EXERCISE PROMPT: Every entry below must appear again, exactly as written.

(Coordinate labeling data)

— Begin —

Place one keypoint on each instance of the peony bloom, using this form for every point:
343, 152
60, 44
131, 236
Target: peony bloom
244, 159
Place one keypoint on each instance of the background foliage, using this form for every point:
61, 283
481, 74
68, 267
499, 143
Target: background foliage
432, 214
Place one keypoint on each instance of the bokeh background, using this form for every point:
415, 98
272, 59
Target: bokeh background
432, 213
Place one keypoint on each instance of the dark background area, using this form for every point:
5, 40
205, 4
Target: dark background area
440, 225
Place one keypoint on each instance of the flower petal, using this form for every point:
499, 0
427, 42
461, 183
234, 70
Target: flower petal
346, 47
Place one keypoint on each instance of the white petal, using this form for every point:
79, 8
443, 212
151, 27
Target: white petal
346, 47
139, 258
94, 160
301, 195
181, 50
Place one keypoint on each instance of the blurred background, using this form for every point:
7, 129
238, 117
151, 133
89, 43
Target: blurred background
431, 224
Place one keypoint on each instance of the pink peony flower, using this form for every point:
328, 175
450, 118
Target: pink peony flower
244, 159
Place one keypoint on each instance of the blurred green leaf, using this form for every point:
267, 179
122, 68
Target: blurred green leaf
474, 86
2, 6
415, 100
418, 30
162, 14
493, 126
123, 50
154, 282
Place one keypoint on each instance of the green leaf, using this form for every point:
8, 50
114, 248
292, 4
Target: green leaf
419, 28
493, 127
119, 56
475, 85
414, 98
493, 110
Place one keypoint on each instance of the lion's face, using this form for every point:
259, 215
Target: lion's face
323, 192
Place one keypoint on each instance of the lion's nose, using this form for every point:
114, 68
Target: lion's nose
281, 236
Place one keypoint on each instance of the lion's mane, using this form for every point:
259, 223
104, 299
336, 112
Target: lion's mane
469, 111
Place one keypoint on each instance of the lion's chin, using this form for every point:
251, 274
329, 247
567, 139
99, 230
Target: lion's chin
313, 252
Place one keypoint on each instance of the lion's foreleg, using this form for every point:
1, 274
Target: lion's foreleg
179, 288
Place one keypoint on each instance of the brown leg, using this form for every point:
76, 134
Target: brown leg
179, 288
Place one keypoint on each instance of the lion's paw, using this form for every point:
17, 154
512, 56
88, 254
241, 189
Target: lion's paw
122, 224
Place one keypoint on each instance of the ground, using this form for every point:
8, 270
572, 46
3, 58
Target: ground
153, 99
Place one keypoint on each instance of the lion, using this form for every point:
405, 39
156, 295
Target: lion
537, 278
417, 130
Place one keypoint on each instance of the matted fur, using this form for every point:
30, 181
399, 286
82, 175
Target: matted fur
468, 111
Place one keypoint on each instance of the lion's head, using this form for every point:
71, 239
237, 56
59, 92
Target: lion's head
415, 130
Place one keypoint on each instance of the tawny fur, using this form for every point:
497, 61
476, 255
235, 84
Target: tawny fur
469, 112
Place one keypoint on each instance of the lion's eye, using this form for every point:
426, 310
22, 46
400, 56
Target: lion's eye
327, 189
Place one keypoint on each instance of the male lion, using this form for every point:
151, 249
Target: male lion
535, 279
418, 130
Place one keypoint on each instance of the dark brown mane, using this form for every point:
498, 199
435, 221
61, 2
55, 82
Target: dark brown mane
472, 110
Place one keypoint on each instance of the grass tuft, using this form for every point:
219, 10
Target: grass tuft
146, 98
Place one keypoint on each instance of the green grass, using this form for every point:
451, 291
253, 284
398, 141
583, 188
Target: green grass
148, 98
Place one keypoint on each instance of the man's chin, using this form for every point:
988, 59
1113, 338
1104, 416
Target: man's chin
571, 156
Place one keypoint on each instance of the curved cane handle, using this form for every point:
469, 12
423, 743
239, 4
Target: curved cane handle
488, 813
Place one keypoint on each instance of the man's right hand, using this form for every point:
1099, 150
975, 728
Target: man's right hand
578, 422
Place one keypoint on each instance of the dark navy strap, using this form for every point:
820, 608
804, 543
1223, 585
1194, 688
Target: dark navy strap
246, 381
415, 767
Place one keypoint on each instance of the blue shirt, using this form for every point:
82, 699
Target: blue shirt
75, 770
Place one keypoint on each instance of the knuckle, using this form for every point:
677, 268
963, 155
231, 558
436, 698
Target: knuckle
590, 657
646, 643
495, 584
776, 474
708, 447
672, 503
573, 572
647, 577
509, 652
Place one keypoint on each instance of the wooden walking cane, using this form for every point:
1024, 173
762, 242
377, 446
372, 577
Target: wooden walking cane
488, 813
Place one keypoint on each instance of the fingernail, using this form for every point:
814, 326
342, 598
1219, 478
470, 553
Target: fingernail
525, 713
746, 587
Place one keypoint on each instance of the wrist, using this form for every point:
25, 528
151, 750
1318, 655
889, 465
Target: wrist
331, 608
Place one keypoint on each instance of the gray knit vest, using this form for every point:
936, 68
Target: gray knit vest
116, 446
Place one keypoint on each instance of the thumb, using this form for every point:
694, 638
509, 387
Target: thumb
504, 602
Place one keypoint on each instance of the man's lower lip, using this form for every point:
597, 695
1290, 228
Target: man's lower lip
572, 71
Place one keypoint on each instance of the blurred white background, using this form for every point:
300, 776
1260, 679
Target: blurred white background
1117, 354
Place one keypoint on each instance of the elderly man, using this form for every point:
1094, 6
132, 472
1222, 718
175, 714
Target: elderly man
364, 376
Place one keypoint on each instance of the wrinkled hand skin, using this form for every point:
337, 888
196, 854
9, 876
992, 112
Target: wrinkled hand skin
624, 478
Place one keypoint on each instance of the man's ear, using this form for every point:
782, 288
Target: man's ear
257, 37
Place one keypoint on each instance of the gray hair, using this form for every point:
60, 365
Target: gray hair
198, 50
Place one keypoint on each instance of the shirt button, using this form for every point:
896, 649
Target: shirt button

— End —

TASK ANSWER:
Place one keypoint on each instance of the peony bloom, using this form for every point:
343, 152
60, 44
131, 236
Target: peony bloom
244, 159
Place one keypoint on each instance of the background foliage, using this form for every point:
61, 283
481, 74
68, 267
499, 143
Target: background foliage
432, 214
Place one keypoint on each instance of the bokeh background, using this form for every point:
415, 98
272, 59
Target: bokeh background
432, 213
Place one keypoint on each instance of the dark background area, using this form for every point:
5, 40
205, 4
Target: dark background area
440, 225
Place one keypoint on each instance of the flower petal, using this form for every point:
499, 0
427, 42
461, 183
234, 70
Target: flower petal
346, 47
Place one keypoint on each instance of the white petal, using this form for every point:
79, 8
443, 212
151, 27
Target: white petal
346, 47
139, 258
94, 160
301, 195
181, 50
Place one keypoint on each instance of the blurred background, using this form for every point:
7, 129
238, 117
151, 133
89, 43
Target: blurred background
431, 224
Place one keypoint on each instance of the pink peony flower, using this form for every point:
328, 175
450, 118
Target: pink peony flower
244, 159
Place one keypoint on each instance of the blurred green leaf, using this form for every point:
267, 179
122, 68
Target: blurred green leaf
474, 86
2, 6
415, 100
418, 30
162, 14
493, 126
123, 50
154, 282
Place one keypoint on each instance of the green leaf, using this form for every point:
8, 50
114, 248
292, 4
Target: green leaf
419, 28
493, 127
119, 56
475, 85
414, 98
493, 110
Place one keypoint on each instance of the lion's face, using this form for every point:
259, 215
Target: lion's face
323, 192
Place one keypoint on each instance of the lion's nose, using this form for every point:
114, 68
Target: lion's nose
281, 236
Place one keypoint on each instance of the lion's mane, using this form for every point:
259, 223
104, 299
336, 112
Target: lion's mane
469, 111
Place one keypoint on each instance of the lion's chin, using this form for every point:
251, 274
329, 247
567, 139
99, 230
Target: lion's chin
313, 252
Place one keypoint on each instance of the lion's foreleg, using this form for every point:
1, 274
Target: lion's foreleg
179, 288
Place one keypoint on each instance of the brown leg, using this form for every point:
76, 134
Target: brown leg
179, 288
Place one keypoint on each instance of the lion's paw, using this form for every point:
17, 154
512, 56
88, 254
241, 189
Target: lion's paw
122, 224
Place one keypoint on each instance of the ground, using this form for every point:
8, 270
572, 46
3, 58
Target: ground
153, 99
Place one keypoint on each instance of the lion, using this form for every point:
405, 39
156, 295
Target: lion
537, 278
417, 130
Place one keypoint on each instance of the matted fur, using this form for every point:
30, 181
399, 286
82, 175
Target: matted fur
468, 111
Place one keypoint on each instance of the lion's head, using this form for every point:
71, 239
237, 56
59, 92
Target: lion's head
415, 130
Place one keypoint on each instance of the tawny fur, using this form for every point:
497, 61
476, 255
235, 84
Target: tawny fur
469, 112
Place one keypoint on each instance of the lion's eye, using this form for every point:
426, 310
22, 46
400, 56
Target: lion's eye
327, 189
Place one keypoint on each instance of the male lion, using this form for every point:
151, 249
Target: male lion
535, 279
418, 130
Place one keypoint on each instance of the dark brown mane, using this form for every point:
498, 199
435, 221
61, 2
55, 82
Target: dark brown mane
472, 110
Place one keypoint on each instance of the grass tuft, using this form for every point:
219, 10
Target: grass tuft
146, 98
Place one keypoint on each instance of the green grass, using this form for every point:
451, 291
253, 284
398, 141
583, 188
Target: green grass
148, 98
Place one keypoint on each instance of the man's chin, using this form for every point:
988, 59
1113, 338
1104, 416
Target: man's chin
571, 156
Place one keypoint on each instance of the curved cane handle, using this form for every point:
469, 12
423, 743
239, 4
Target: curved cane handle
488, 813
Place one keypoint on each instance of the man's right hand, using this form for every point:
1099, 150
975, 728
Target: man's right hand
578, 422
Place one keypoint on each instance of the dark navy strap, using this form for every point:
820, 608
804, 543
1223, 585
1194, 688
Target: dark navy strap
246, 381
415, 767
Place one keypoint on each instance of the blue shirt, using this form for every point:
82, 699
Target: blue shirt
75, 770
Place one keypoint on each instance of the knuckle, using this form for every point:
677, 268
963, 155
231, 558
436, 698
Target: knuckle
590, 657
646, 643
495, 584
776, 474
708, 447
672, 503
573, 572
647, 577
509, 652
Place one keypoint on each instance of the wooden walking cane, using this form for every point:
1024, 173
762, 242
377, 446
372, 577
Target: wooden walking cane
488, 813
Place one keypoint on each instance of the fingernail, using this form for every point:
814, 326
342, 598
1219, 478
470, 553
Target: fingernail
525, 713
746, 587
Place one keypoint on each instance of the wrist, using this form for every point:
25, 528
151, 750
1318, 655
889, 465
Target: wrist
331, 608
Place one keypoint on each instance of the gray knit vest, using this form for every point:
936, 68
Target: gray knit vest
116, 446
Place one keypoint on each instance of the thumb, using this form for every point:
694, 638
509, 387
Target: thumb
504, 602
Place one keypoint on each instance of the man's lower lip, using this form for every point:
597, 695
1290, 228
Target: man's lower lip
572, 71
Place one keypoint on each instance of the blurred white background, using this form for every point:
300, 776
1260, 679
Target: blurred white background
1117, 354
Place one keypoint on each instance of the elderly man, using this form for every point:
1094, 6
132, 472
1222, 718
175, 714
Target: elderly man
364, 376
Place one keypoint on each instance of the wrinkled hand skin, using this form for every point:
337, 888
196, 854
9, 876
992, 112
Target: wrinkled hand skin
624, 478
Place one keypoint on each instance of the man's ear, using this form for every point:
782, 288
Target: man's ear
257, 37
Place one keypoint on each instance of the gray hair, using this form for every point:
60, 365
Target: gray hair
198, 50
Place one keypoint on each instance of the shirt button, using this form for every point:
896, 649
Target: shirt button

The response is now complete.